The Hubble Tension as a Hint of Leptogenesis and Neutrino Mass Generation

TL;DR

This paper explores how a majoron, linked to neutrino mass models, can help resolve the Hubble tension by naturally producing dark radiation through low-scale leptogenesis, connecting neutrino physics with cosmological observations.

Contribution

It demonstrates that models of low-scale leptogenesis can generate primordial majorons that contribute to dark radiation, alleviating the Hubble tension without additional assumptions.

Findings

Majorons can damp neutrino free-streaming and increase energy density.

Leptogenesis models can produce primordial majorons from sterile neutrino decays.

Expected H0 value aligns with SH0ES measurements at about 10% probability.

### Activity list
• a. Please rewrite the majoron paper summary starting with "Contribution" and going on through "increase energy density.", swapping "Hubble tension" for "H0 discrepancy".
• b. According to the majoron paper summary, at roughly what probability does the expected H0 value align with SH0ES measurements?
• c. Continue the majoron paper summary from its final line.

### Excerpted records
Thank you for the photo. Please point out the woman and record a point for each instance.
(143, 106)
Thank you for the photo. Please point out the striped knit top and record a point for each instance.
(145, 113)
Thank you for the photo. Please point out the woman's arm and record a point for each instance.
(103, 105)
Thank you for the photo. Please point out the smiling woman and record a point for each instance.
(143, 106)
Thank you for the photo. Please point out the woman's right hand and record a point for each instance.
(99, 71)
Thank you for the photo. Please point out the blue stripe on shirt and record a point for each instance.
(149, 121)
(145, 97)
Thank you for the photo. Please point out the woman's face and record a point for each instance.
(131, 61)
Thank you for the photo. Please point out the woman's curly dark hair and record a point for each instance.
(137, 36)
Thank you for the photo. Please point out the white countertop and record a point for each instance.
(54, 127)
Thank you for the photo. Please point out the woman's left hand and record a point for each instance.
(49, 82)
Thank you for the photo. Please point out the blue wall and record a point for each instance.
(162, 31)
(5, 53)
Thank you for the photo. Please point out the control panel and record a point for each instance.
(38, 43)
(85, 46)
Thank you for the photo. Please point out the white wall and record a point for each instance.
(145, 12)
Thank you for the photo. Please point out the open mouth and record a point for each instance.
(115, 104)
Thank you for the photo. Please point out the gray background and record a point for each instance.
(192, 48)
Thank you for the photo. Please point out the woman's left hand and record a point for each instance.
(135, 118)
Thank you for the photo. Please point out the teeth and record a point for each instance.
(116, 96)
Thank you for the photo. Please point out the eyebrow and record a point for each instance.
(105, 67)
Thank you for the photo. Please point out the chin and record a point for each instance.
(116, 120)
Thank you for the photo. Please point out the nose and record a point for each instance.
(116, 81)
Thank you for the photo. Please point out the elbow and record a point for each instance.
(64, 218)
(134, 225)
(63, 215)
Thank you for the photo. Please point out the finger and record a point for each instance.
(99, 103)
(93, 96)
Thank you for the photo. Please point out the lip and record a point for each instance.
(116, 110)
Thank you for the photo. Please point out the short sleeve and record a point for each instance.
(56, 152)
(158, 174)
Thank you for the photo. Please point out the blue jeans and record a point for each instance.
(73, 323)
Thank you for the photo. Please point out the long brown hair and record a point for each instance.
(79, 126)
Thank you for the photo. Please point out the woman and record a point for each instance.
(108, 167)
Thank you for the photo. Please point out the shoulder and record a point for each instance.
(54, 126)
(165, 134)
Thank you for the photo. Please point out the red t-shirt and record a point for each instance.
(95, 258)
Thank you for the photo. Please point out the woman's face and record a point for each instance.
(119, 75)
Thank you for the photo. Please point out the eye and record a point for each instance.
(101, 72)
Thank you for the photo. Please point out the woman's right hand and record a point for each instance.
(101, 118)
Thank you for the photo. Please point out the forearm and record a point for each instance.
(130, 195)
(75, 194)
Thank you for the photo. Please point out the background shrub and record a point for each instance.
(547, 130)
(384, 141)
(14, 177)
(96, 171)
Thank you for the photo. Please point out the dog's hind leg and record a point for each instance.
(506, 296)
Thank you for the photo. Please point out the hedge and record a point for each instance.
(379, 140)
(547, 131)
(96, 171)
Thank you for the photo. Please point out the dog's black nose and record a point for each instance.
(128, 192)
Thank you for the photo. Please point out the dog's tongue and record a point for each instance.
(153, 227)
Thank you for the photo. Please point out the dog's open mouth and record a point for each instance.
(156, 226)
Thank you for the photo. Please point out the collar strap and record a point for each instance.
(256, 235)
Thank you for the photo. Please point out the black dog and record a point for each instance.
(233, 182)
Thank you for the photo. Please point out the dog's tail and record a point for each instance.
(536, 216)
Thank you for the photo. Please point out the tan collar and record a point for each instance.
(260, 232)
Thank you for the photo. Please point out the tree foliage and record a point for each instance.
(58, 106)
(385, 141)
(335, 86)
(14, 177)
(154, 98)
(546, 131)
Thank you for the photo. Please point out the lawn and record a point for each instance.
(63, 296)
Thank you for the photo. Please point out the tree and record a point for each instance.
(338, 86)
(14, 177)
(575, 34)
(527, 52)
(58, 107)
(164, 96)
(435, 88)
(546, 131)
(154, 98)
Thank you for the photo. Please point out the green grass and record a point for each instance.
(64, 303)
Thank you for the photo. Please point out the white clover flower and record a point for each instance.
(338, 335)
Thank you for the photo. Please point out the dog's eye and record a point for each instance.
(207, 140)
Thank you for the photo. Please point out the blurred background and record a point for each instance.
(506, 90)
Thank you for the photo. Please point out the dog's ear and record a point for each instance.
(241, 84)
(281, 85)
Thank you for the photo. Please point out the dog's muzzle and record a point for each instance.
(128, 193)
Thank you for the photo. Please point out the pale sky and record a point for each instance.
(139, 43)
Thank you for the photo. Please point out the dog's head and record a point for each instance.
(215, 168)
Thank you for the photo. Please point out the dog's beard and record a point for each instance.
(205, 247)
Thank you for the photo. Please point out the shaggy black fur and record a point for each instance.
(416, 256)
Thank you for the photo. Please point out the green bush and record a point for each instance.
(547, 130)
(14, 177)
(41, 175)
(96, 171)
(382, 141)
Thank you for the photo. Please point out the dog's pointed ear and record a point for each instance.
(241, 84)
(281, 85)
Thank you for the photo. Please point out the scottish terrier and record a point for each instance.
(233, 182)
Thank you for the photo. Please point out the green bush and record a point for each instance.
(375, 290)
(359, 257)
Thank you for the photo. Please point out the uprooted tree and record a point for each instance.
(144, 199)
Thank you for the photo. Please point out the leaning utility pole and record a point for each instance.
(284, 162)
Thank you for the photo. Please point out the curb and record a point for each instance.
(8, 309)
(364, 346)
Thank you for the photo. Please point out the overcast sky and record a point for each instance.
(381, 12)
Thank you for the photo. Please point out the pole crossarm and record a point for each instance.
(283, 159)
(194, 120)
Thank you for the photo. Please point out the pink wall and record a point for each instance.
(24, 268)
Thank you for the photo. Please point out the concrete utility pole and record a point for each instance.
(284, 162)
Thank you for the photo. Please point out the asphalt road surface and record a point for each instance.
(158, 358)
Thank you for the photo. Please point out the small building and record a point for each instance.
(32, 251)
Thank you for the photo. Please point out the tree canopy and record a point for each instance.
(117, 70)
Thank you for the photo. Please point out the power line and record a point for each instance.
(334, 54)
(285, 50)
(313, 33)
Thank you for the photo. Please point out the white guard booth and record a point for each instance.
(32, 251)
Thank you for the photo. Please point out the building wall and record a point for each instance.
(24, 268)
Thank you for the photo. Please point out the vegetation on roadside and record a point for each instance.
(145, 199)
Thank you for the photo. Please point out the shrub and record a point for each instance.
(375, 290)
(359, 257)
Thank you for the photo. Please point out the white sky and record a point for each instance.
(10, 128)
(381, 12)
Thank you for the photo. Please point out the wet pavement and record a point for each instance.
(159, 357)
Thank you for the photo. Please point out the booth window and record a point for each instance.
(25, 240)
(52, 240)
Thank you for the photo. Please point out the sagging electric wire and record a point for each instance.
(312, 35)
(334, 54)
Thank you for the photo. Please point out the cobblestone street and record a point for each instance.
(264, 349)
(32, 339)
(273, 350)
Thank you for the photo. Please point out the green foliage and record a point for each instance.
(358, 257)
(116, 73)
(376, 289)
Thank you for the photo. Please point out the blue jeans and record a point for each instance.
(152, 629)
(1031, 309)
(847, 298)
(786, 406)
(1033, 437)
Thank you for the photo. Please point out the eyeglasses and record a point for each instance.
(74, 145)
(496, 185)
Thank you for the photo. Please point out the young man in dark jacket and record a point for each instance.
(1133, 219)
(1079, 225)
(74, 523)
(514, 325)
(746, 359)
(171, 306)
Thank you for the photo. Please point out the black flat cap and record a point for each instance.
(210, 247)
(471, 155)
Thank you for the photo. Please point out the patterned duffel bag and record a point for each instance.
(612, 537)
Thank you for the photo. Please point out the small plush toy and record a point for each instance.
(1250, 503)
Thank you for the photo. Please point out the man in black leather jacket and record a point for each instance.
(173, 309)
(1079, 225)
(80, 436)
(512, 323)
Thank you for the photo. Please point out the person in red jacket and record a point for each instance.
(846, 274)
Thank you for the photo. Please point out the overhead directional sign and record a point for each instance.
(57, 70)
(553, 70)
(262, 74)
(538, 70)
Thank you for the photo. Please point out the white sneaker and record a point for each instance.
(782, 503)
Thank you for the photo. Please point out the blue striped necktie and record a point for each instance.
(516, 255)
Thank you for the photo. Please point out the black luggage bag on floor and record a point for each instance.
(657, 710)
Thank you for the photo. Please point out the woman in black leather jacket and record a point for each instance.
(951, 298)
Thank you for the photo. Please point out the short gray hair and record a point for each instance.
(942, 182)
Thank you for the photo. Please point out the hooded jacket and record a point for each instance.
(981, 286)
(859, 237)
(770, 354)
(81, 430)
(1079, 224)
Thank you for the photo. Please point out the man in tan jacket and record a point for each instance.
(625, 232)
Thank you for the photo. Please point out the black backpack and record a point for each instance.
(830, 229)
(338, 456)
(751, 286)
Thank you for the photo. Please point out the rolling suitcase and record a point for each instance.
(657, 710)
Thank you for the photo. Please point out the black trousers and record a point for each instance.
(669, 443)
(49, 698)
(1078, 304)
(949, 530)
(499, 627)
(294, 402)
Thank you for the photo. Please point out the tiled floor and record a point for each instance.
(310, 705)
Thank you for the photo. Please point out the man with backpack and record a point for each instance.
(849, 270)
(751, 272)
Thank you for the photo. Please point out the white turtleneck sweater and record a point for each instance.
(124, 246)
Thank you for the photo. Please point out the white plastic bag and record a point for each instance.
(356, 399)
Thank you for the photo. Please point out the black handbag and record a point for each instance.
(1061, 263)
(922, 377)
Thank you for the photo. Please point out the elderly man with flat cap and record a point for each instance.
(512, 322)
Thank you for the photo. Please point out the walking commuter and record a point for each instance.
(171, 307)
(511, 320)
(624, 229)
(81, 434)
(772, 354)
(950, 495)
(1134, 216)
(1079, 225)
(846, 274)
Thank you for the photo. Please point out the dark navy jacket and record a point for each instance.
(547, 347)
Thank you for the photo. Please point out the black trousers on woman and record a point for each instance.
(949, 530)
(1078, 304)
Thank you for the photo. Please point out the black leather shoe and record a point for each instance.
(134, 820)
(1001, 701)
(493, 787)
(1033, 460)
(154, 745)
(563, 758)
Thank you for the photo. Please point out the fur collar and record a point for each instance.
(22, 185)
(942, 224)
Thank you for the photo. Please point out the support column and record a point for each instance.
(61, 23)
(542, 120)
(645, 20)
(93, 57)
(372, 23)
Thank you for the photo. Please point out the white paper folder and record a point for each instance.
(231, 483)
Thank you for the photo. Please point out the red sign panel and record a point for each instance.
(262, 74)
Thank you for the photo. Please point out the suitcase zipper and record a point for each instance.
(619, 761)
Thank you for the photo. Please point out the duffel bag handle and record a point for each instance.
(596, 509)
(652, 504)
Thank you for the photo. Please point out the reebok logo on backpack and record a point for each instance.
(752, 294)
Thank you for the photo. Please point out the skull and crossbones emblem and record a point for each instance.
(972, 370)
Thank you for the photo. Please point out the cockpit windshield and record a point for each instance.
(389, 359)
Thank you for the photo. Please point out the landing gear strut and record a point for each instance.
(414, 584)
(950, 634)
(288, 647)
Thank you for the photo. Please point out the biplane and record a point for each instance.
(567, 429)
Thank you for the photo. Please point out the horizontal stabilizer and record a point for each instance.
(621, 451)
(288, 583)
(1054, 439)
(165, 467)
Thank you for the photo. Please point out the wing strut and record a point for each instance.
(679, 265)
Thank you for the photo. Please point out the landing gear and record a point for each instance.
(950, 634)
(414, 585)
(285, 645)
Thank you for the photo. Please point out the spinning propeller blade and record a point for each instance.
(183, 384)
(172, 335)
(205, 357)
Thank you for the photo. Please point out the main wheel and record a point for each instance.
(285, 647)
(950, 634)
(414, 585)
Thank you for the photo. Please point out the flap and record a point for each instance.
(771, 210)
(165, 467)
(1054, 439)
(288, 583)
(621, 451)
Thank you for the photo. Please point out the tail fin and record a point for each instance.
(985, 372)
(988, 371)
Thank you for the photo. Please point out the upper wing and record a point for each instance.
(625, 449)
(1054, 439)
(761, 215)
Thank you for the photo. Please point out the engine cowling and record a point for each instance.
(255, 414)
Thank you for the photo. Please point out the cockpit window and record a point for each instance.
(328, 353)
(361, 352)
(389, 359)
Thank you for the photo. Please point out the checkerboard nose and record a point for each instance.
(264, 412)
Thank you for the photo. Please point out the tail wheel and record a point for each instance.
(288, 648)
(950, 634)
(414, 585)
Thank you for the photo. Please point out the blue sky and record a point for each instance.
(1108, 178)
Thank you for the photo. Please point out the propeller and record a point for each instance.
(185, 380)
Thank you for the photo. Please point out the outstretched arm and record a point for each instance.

### Per-task outputs
• a.
Contribution

It demonstrates that models of low-scale leptogenesis can generate primordial majorons that contribute to dark radiation, alleviating the H0 discrepancy without additional assumptions.

Findings

Majorons can damp neutrino free-streaming and increase energy density.

• b. About 10%.

• c.
Abstract

The majoron, a neutrinophilic pseudo-Goldstone boson conventionally arising in the context of neutrino mass models, can damp neutrino free-streaming and inject additional energy density into neutrinos prior to recombination. The combination of these effects for an eV-scale mass majoron has been shown to ameliorate the outstanding $H_0$ tension, however only if one introduces additional dark radiation at the level of $\Delta N_{\rm eff} \sim 0.5$. We show here that models of low-scale leptogenesis can naturally source this dark radiation by generating a primordial population of majorons from the decays of GeV-scale sterile neutrinos in the early Universe. Using a posterior predictive distribution conditioned on Planck2018+BAO data, we show that the value of $H_0$ observed by the SH$_0$ES collaboration is expected to occur at the level of $\sim 10\%$ in the primordial majoron cosmology (to be compared with $\sim 0.1\%$ in the case of $\Lambda$CDM). This insight provides an intriguing connection between the neutrino mass mechanism, the baryon asymmetry of the Universe, and the discrepant measurements of $H_0$.